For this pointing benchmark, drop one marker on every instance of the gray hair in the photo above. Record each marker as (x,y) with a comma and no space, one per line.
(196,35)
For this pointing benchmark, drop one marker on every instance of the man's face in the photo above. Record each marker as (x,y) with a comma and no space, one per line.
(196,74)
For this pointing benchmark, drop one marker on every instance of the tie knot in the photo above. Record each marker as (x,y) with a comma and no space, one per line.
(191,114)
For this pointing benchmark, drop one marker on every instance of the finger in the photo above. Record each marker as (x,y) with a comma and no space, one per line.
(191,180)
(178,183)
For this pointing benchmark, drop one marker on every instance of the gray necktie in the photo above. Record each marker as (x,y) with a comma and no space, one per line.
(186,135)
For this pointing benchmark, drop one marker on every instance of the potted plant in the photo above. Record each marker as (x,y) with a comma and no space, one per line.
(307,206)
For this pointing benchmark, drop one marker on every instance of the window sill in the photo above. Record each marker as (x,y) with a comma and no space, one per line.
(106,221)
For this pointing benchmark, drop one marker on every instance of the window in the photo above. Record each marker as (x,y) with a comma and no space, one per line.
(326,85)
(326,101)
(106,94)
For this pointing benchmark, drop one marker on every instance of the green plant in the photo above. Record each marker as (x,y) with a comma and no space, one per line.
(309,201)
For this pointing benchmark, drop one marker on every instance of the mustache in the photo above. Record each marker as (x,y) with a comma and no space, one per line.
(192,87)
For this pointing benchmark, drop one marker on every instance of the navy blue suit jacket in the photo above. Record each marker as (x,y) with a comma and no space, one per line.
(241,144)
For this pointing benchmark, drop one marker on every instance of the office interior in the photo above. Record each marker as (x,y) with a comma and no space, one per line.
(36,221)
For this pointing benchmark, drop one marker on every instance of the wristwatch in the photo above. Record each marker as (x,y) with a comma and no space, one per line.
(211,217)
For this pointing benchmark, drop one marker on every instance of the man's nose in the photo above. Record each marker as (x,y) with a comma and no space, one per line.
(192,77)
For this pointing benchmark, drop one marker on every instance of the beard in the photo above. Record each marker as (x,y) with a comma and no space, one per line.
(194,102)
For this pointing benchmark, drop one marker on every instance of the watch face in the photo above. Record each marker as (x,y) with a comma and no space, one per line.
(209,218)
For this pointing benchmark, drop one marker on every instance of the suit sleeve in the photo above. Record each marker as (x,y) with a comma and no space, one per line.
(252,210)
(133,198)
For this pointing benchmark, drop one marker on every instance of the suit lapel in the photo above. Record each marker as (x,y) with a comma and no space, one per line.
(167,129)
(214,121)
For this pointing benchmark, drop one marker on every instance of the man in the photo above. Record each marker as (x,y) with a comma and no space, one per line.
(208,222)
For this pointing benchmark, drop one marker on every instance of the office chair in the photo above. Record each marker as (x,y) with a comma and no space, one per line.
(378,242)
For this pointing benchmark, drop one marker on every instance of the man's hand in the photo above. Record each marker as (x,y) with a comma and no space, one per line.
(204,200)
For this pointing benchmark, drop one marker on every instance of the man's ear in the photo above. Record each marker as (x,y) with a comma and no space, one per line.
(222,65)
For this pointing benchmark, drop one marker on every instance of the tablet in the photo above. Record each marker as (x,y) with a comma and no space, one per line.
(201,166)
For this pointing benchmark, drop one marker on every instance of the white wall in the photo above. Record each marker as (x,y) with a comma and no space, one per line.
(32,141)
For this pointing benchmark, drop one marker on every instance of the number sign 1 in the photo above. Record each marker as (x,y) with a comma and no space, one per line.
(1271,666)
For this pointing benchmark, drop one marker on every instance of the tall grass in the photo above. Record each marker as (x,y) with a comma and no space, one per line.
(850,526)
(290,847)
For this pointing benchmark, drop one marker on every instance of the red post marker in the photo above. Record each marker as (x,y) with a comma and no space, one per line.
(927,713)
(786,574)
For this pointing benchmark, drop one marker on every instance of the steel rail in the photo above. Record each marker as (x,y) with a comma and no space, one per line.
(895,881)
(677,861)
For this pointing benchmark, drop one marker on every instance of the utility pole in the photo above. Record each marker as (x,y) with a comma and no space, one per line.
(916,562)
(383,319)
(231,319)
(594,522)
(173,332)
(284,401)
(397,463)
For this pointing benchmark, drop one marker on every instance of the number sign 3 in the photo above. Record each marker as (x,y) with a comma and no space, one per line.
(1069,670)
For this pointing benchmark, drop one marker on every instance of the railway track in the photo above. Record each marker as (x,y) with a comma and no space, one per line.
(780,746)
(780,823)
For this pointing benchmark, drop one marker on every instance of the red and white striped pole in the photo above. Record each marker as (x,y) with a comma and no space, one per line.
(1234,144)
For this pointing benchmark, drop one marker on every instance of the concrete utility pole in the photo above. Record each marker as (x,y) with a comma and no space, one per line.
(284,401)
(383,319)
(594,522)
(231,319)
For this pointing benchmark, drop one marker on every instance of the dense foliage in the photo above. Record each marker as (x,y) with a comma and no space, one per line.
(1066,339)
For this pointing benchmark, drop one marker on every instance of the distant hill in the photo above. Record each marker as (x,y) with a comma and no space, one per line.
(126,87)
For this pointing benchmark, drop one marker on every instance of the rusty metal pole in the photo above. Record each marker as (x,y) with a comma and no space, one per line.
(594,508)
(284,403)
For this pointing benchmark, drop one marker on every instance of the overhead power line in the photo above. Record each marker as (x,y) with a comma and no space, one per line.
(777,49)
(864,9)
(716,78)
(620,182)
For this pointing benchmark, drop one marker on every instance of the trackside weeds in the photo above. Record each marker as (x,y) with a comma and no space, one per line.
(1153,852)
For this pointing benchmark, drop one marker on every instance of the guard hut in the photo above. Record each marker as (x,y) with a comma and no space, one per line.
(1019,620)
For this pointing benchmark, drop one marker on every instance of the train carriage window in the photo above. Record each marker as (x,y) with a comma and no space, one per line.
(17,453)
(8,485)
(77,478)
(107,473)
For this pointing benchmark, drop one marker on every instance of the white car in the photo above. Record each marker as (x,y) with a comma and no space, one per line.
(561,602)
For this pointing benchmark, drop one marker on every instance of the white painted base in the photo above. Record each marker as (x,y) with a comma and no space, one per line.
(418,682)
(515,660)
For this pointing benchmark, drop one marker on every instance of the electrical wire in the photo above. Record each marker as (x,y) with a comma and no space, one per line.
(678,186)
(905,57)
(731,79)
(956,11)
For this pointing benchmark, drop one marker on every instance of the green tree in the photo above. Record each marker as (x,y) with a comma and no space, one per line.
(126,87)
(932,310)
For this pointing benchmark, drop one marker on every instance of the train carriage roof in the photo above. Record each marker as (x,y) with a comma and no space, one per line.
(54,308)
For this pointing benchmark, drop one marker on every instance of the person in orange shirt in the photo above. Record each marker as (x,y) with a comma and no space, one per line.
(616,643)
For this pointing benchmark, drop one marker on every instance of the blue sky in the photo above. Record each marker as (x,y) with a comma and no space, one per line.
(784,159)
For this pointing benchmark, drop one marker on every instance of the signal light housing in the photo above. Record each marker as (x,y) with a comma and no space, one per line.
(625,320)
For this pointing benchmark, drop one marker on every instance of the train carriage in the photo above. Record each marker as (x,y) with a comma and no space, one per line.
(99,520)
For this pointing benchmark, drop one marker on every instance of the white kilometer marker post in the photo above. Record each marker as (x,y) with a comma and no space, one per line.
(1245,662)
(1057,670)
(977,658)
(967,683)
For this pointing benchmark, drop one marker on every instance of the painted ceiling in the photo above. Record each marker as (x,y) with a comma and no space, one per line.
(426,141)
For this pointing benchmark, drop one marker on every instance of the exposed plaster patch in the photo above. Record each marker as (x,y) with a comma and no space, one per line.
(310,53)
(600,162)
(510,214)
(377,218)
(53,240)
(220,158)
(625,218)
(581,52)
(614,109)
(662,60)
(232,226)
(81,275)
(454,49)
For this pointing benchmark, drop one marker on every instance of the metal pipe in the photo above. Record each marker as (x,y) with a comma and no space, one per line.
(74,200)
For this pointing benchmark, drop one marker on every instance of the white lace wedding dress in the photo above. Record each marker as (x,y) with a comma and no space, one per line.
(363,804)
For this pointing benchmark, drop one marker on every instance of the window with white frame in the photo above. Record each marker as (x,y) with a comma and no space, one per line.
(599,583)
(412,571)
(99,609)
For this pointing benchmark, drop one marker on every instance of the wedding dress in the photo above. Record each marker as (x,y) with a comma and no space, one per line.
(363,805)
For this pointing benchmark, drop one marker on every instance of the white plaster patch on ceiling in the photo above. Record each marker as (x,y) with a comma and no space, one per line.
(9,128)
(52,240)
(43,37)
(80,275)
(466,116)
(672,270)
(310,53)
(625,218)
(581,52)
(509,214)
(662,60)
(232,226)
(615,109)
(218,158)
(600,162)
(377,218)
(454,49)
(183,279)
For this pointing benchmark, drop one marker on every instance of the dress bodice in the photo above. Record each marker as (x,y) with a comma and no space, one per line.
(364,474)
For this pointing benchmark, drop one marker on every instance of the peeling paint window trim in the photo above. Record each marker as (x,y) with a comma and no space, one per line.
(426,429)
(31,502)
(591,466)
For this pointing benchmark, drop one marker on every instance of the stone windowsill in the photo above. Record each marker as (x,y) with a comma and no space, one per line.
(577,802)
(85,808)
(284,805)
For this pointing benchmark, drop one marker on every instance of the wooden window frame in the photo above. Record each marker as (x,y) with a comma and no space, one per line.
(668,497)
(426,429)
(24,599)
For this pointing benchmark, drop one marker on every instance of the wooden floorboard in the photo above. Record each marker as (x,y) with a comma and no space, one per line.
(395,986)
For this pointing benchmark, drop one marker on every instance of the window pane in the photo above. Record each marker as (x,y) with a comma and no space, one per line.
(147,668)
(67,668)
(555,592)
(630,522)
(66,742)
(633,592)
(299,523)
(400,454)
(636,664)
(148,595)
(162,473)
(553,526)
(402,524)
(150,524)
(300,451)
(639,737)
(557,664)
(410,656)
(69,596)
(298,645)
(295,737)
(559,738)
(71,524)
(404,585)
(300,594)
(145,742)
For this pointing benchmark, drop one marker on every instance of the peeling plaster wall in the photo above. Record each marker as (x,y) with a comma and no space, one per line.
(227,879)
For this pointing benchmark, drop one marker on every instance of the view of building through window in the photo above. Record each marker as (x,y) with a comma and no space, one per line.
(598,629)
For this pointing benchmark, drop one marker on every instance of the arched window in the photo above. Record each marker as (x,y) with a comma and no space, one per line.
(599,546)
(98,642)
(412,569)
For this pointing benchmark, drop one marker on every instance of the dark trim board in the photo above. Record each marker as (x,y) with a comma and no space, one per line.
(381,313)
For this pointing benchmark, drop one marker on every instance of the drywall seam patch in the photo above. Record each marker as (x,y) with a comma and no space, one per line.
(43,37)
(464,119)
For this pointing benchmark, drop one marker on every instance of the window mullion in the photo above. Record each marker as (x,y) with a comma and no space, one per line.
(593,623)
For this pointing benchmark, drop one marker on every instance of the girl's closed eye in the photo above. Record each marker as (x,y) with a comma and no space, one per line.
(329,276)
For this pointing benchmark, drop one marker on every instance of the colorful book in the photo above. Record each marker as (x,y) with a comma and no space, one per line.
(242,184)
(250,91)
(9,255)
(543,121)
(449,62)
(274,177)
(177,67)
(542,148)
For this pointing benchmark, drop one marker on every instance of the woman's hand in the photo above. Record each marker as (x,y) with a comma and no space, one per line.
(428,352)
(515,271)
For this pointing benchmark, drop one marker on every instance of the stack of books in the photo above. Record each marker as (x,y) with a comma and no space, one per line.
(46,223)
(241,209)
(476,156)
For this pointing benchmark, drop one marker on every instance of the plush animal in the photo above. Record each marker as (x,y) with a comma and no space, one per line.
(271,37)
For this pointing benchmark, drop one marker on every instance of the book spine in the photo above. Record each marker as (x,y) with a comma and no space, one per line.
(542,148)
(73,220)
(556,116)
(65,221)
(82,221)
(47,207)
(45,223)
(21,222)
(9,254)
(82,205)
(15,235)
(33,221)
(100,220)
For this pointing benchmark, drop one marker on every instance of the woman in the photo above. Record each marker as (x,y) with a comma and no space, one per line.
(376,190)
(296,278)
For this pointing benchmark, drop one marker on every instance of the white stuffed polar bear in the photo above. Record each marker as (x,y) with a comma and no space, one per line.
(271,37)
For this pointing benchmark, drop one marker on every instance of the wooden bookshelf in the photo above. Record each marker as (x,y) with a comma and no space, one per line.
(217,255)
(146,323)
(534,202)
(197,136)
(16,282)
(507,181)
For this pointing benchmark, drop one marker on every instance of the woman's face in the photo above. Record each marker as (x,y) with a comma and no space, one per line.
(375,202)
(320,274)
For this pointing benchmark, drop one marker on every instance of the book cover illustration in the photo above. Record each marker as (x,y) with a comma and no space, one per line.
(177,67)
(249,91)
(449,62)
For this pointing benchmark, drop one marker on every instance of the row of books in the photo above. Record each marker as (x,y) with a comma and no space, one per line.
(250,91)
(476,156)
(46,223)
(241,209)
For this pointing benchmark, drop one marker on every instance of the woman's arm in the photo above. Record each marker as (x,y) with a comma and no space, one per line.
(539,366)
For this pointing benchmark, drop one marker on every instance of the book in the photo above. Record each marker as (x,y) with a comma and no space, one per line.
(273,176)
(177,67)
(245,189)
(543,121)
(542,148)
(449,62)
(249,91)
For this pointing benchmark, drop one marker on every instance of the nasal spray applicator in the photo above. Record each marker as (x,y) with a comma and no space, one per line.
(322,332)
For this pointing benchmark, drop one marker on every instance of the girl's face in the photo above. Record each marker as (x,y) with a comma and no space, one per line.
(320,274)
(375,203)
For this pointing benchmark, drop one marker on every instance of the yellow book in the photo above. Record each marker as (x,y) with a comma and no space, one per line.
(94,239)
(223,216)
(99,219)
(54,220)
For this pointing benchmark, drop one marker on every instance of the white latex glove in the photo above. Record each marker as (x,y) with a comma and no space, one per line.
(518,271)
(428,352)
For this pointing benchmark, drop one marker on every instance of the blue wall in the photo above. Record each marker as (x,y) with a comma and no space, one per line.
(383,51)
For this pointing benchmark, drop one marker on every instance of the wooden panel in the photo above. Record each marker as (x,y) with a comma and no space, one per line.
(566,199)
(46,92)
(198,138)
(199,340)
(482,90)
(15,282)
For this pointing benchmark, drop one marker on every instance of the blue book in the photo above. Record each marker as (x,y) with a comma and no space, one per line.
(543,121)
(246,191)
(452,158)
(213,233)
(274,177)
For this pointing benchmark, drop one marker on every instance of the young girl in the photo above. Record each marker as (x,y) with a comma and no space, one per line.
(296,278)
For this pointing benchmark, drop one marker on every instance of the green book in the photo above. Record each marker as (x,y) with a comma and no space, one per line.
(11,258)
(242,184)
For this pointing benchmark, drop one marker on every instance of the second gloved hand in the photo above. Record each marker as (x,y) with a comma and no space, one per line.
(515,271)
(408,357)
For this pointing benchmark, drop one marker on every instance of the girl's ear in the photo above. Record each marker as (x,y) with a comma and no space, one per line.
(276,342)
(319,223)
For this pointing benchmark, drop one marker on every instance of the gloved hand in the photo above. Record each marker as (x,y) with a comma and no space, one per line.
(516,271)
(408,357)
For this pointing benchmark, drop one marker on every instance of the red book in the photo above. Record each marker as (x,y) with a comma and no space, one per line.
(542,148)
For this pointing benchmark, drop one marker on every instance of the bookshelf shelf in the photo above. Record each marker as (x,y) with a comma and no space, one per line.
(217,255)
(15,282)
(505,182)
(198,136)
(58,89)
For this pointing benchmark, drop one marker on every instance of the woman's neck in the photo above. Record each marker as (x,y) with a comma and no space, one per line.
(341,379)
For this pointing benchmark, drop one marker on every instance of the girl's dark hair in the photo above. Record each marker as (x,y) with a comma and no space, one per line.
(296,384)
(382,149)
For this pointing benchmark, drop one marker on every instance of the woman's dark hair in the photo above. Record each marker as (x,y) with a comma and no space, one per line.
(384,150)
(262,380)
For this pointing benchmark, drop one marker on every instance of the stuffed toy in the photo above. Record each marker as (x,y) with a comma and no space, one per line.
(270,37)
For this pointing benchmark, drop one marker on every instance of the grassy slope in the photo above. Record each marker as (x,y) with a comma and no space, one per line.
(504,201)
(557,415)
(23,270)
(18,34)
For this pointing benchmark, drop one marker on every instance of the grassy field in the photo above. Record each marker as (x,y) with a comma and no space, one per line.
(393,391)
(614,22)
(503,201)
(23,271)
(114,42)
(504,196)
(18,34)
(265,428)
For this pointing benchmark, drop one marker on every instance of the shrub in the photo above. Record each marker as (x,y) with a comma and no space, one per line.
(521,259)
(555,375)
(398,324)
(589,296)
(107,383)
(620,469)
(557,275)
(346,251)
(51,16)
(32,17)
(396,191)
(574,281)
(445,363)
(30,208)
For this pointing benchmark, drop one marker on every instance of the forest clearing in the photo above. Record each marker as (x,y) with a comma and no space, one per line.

Exercise objective: Quote, without any change, each line from the one that contains "the girl's dark" through the end of the material.

Output:
For this pointing benchmark, drop one marker on every instance of the girl's dark hair in the photo above. Record each marker as (x,y) with a comma and no space, one per line.
(296,384)
(382,149)
For this pointing benchmark, drop one marker on every instance of the woman's dark hair in the photo above. Record each marker as (x,y) with a comma and no space, one per line.
(384,150)
(262,380)
For this pointing benchmark, drop one marker on every instance of the stuffed toy in the photo above. Record each marker as (x,y) with a comma and no space, one per line.
(270,37)
For this pointing benchmark, drop one marker on every instance of the grassy slope in the photo above. Record each marker as (x,y) with a comma and no space, one per line.
(504,201)
(557,415)
(23,270)
(18,34)
For this pointing benchmark, drop one marker on every instance of the grassy field in the photo above. Record each marker as (x,y) with a comma and no space, one per line.
(393,391)
(614,22)
(503,201)
(23,271)
(114,42)
(504,196)
(18,34)
(265,428)
For this pointing benchmark, drop one marker on every instance of the shrub in the photo above. Record each marker as (x,y) with a comma and no space, one per line.
(521,259)
(555,375)
(398,324)
(589,296)
(107,383)
(620,469)
(557,275)
(346,251)
(51,16)
(32,17)
(396,191)
(574,281)
(445,363)
(30,208)
For this pointing benchmark, drop one marker on every instance of the forest clearing in the photo above. Record each marker as (x,y) with a comma and no space, one per line.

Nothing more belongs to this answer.